*Problem*:
Reproduce the data word for word, from its first line through the line holding "[[[6,40],[0,42],[0,54],[5,57],[7,50],[7,41]]]", with both ends included.

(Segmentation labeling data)
## begin

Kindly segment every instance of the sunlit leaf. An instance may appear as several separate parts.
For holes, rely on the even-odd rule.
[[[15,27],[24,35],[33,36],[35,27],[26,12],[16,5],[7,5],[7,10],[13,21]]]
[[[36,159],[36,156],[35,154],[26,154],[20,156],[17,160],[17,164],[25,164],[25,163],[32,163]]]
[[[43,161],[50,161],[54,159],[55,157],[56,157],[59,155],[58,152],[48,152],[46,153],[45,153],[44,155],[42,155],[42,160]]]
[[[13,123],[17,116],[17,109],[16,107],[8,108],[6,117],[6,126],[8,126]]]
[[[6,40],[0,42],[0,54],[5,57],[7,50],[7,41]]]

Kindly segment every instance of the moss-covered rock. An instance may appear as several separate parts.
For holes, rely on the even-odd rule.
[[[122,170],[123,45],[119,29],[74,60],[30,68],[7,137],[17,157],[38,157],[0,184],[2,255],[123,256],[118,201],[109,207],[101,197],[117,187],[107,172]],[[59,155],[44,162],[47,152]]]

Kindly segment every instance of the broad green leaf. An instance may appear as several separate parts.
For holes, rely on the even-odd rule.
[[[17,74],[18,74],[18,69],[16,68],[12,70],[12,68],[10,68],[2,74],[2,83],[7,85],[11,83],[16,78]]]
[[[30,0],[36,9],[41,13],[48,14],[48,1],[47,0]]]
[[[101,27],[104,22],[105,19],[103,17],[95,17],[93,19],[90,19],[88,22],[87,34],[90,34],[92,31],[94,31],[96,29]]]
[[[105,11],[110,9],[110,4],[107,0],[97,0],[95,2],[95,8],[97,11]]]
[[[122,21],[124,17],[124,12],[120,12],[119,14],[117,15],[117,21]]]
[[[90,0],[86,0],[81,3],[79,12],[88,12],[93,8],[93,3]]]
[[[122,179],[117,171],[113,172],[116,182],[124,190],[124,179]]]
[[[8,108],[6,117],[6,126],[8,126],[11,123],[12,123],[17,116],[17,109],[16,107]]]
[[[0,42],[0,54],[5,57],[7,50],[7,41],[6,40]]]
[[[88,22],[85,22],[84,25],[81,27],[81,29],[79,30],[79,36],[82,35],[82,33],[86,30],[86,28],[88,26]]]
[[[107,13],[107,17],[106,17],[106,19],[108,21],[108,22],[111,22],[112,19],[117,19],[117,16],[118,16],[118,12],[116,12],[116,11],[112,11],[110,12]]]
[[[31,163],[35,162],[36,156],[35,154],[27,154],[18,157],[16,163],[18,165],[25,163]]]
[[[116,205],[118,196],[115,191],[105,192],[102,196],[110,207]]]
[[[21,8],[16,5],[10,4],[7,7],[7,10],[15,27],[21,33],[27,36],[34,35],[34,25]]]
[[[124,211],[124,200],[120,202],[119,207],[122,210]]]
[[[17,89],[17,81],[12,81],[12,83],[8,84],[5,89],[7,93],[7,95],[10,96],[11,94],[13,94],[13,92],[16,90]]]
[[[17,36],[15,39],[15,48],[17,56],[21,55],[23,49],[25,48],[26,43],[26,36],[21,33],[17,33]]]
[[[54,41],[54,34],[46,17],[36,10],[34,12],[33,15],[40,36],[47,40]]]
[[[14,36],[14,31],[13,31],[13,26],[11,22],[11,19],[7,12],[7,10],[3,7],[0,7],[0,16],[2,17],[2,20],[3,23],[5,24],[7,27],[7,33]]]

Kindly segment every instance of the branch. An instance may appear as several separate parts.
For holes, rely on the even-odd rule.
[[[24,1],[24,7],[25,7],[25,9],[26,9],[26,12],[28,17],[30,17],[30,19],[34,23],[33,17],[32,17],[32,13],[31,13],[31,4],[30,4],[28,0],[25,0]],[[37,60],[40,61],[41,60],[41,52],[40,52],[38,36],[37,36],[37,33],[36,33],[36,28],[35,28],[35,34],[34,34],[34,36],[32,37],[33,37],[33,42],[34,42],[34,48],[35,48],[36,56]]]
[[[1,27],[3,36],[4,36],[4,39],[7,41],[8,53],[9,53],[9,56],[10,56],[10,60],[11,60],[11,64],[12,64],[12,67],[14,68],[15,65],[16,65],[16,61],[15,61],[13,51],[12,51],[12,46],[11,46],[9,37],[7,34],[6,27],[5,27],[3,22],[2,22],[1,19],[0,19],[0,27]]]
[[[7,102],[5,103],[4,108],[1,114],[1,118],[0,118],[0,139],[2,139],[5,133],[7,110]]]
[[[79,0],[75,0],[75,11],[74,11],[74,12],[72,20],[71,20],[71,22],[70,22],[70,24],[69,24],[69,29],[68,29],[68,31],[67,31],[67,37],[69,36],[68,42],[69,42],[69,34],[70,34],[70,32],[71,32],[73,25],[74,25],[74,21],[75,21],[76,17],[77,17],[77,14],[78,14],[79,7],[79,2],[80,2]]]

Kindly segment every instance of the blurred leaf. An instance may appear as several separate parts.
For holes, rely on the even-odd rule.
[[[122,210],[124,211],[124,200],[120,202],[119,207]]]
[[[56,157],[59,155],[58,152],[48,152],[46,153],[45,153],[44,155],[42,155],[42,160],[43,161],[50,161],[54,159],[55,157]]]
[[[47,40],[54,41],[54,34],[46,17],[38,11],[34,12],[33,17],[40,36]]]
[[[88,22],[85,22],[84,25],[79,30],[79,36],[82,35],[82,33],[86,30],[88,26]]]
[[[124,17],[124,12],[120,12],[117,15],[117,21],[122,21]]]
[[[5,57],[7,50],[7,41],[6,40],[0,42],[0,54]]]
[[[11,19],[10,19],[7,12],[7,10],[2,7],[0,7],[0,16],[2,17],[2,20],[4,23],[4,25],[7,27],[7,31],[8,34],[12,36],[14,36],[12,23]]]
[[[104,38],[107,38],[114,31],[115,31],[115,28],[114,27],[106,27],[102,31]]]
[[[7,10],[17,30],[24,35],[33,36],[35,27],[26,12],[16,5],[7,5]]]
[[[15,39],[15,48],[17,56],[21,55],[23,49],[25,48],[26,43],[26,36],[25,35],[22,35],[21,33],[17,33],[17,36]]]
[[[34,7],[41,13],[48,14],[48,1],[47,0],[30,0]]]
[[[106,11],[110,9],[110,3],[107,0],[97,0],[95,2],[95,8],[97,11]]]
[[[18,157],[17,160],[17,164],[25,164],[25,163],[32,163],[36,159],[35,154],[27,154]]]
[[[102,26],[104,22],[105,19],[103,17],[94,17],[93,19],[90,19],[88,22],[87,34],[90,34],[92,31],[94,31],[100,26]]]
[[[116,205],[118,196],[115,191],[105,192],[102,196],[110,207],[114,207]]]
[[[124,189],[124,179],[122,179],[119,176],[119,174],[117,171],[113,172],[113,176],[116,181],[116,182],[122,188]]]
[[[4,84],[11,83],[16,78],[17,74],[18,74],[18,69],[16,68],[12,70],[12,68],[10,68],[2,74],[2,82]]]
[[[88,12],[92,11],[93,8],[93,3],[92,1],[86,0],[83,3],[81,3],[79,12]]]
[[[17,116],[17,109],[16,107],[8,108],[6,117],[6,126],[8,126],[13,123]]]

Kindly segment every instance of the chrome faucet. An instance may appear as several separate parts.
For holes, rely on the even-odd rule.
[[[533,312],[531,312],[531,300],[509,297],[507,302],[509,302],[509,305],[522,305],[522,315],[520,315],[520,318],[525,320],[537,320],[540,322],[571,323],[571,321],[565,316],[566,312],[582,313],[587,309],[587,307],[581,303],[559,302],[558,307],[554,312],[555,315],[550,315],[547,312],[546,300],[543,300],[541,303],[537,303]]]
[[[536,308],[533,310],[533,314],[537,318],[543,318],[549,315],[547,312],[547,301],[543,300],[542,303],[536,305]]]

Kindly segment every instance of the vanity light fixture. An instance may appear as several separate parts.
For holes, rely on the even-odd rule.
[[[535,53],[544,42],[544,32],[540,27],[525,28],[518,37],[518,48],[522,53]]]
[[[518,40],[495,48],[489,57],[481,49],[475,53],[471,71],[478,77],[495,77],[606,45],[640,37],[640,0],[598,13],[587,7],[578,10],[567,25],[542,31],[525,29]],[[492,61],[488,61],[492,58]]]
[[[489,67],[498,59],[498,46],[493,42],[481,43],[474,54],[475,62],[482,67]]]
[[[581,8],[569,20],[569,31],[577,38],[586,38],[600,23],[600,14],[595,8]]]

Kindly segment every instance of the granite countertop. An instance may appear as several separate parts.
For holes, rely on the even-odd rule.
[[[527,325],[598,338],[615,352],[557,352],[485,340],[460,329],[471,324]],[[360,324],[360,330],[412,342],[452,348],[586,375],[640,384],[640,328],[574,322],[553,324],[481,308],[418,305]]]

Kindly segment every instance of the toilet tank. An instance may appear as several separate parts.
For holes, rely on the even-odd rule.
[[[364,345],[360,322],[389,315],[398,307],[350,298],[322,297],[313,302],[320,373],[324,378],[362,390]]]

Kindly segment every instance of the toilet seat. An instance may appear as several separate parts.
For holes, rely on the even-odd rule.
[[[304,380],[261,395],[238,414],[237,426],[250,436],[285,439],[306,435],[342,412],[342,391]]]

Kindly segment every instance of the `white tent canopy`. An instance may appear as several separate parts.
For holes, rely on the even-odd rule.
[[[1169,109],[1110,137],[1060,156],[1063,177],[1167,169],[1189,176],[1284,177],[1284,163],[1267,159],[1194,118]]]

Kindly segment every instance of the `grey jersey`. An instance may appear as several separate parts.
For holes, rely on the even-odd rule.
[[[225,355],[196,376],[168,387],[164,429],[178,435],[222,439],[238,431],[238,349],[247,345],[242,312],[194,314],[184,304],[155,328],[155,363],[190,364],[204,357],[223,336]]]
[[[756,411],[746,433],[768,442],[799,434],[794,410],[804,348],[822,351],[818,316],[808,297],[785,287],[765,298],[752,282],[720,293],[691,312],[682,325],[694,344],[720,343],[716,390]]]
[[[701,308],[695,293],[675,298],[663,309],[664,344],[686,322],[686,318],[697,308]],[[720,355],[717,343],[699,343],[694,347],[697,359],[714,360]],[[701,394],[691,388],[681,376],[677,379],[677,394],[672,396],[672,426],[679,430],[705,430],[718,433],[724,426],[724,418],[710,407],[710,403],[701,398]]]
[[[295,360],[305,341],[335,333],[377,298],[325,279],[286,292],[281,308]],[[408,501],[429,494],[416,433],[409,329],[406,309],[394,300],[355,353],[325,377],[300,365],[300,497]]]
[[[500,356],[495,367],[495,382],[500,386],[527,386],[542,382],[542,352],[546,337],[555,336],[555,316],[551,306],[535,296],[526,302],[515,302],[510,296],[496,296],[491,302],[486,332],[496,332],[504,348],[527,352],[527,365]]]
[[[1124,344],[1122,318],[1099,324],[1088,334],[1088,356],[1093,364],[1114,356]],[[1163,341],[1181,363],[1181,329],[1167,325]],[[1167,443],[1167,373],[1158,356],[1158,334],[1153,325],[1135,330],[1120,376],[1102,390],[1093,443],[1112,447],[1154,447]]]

## end

*Answer for this exercise*:
Kindly segment every instance of the sunlit leaf. An instance may appear as several separate parts.
For holes, rely on the even-odd rule.
[[[15,27],[24,35],[33,36],[35,27],[26,12],[16,5],[7,5],[7,10],[13,21]]]
[[[36,159],[36,156],[35,154],[26,154],[20,156],[17,160],[17,164],[25,164],[25,163],[32,163]]]
[[[43,161],[50,161],[54,159],[55,157],[56,157],[59,155],[58,152],[48,152],[46,153],[45,153],[44,155],[42,155],[42,160]]]
[[[13,123],[17,116],[17,109],[16,107],[8,108],[6,117],[6,126],[8,126]]]
[[[6,40],[0,42],[0,54],[5,57],[7,50],[7,41]]]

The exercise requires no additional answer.